Transcribe each line exactly.

(Dataset records about object locations)
[START]
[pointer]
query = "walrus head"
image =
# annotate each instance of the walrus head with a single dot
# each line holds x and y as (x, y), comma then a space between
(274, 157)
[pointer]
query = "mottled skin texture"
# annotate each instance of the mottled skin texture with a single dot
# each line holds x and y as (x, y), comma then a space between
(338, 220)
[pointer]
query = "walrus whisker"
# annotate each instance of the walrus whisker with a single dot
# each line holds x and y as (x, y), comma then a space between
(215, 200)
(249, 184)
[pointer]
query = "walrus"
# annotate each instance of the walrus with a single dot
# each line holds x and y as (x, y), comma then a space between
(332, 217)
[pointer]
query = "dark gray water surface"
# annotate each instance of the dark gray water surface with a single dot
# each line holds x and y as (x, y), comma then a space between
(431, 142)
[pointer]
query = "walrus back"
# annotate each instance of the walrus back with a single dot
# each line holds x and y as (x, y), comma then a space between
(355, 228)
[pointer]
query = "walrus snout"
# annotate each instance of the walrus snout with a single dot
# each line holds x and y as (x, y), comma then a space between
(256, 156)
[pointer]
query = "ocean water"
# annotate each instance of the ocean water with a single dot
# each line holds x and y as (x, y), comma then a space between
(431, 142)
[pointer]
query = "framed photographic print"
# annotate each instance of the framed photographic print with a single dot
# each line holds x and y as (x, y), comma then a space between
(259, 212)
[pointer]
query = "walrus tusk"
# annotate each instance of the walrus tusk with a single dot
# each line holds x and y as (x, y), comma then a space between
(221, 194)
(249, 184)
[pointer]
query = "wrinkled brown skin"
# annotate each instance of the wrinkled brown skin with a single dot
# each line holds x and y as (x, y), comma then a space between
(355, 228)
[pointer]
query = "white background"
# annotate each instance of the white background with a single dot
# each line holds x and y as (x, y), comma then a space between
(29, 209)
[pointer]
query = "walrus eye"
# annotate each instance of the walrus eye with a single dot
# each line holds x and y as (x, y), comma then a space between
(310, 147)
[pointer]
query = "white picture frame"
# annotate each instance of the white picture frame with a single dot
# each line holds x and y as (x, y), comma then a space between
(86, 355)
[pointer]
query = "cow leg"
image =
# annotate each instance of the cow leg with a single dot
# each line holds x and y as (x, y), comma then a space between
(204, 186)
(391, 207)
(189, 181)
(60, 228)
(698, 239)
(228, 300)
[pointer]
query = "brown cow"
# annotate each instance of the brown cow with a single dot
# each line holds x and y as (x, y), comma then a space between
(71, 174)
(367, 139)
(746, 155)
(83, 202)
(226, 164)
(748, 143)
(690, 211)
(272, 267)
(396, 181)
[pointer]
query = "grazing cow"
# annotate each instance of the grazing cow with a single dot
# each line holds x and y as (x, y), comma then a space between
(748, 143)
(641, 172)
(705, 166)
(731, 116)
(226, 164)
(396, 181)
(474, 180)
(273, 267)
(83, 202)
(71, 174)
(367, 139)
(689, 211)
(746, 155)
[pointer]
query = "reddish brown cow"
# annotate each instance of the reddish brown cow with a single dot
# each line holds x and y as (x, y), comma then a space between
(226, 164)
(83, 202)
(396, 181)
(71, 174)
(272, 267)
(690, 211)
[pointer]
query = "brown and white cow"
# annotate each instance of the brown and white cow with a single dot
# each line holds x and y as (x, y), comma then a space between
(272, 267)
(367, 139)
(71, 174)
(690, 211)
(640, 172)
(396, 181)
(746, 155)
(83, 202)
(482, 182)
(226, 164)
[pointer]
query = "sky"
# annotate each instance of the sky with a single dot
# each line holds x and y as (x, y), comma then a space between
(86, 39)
[END]
#### [Response to this task]
[pointer]
query = "walrus head"
image =
# annotate each instance of the walrus head with a single dot
# each line holds x and y as (x, y), comma then a space between
(274, 157)
[pointer]
query = "mottled skin texture"
# annotate each instance of the mottled skin texture with a single dot
# each line holds x and y as (x, y), comma then a space between
(338, 220)
[pointer]
query = "walrus whisker"
# annotate each instance of the walrus whisker with a single dot
# each line holds x and y as (x, y), comma then a space between
(215, 200)
(249, 184)
[pointer]
query = "walrus"
# annotate each instance of the walrus with a single dot
# each line holds x and y as (x, y), comma then a space between
(332, 217)
[pointer]
query = "dark gray water surface"
# annotate each instance of the dark gray water surface with a single dot
# each line holds x and y as (x, y), comma then a space between
(431, 142)
[pointer]
query = "walrus back"
# annotate each instance of the walrus back with a single dot
# each line holds x and y as (x, y), comma then a space between
(355, 228)
[pointer]
query = "walrus snout"
# annotate each instance of the walrus snout with a single dot
# each line holds x and y as (x, y), comma then a space between
(256, 156)
[pointer]
query = "ocean water"
# annotate each instance of the ocean water with a single dot
# each line holds x and y as (x, y), comma then a space between
(431, 142)
[pointer]
query = "framed photographic print"
# annotate each instance of the framed photographic print with a single dot
# each line holds x and y as (x, y), comma then a space between
(259, 212)
[pointer]
query = "walrus tusk"
# annotate each instance of the walrus tusk with a single dot
# each line holds x and y as (x, y), comma then a space between
(221, 194)
(249, 184)
[pointer]
query = "wrinkled brown skin"
# annotate each instance of the wrinkled brown skin with a single dot
# each line holds x and y as (x, y), comma then a space between
(355, 228)
[pointer]
query = "white background"
# annotate each instance of the white background with a single dot
# each line holds x and y as (x, y), comma then a space between
(29, 209)
[pointer]
query = "walrus eye"
# annotate each instance of the walrus eye with a single dot
# each line holds x and y as (x, y), comma then a space between
(310, 147)
[pointer]
query = "white picture frame"
# annotate each instance of the white picture frame with a single dot
# each line holds x and y as (x, y), comma then a space between
(86, 355)
[pointer]
query = "cow leg"
image =
# annotate each instance of the cow leg with a single dot
# each line holds x and y as (x, y), comma then a space between
(204, 186)
(391, 207)
(189, 181)
(60, 228)
(698, 239)
(228, 300)
[pointer]
query = "brown cow"
# annotate each instance of the brown cow with a single dot
# each line holds x and y as (x, y), comma then a space between
(71, 174)
(367, 139)
(746, 155)
(83, 202)
(226, 164)
(748, 143)
(690, 211)
(272, 267)
(396, 181)
[pointer]
query = "grazing cow"
# annotate each instance of the grazing cow with a single dot
# each line holds x and y as (x, y), comma then a space between
(748, 143)
(641, 172)
(705, 166)
(731, 116)
(226, 164)
(396, 181)
(474, 180)
(273, 267)
(83, 202)
(71, 174)
(367, 139)
(689, 211)
(746, 155)
[pointer]
query = "reddish brown cow"
# annotate each instance of the reddish brown cow with a single dot
# each line holds x and y as (x, y), comma then a space between
(226, 164)
(83, 202)
(396, 181)
(71, 174)
(272, 267)
(690, 211)
[pointer]
query = "brown and white cow"
# annotate each instance of the brown and white cow with a single dot
# each line holds x and y as (x, y), comma then a space between
(272, 267)
(367, 139)
(71, 174)
(690, 211)
(640, 172)
(396, 181)
(746, 155)
(83, 202)
(482, 182)
(226, 164)
[pointer]
query = "sky"
# annotate each instance of the sky with a single dot
# each line holds x and y as (x, y), comma then a space between
(86, 39)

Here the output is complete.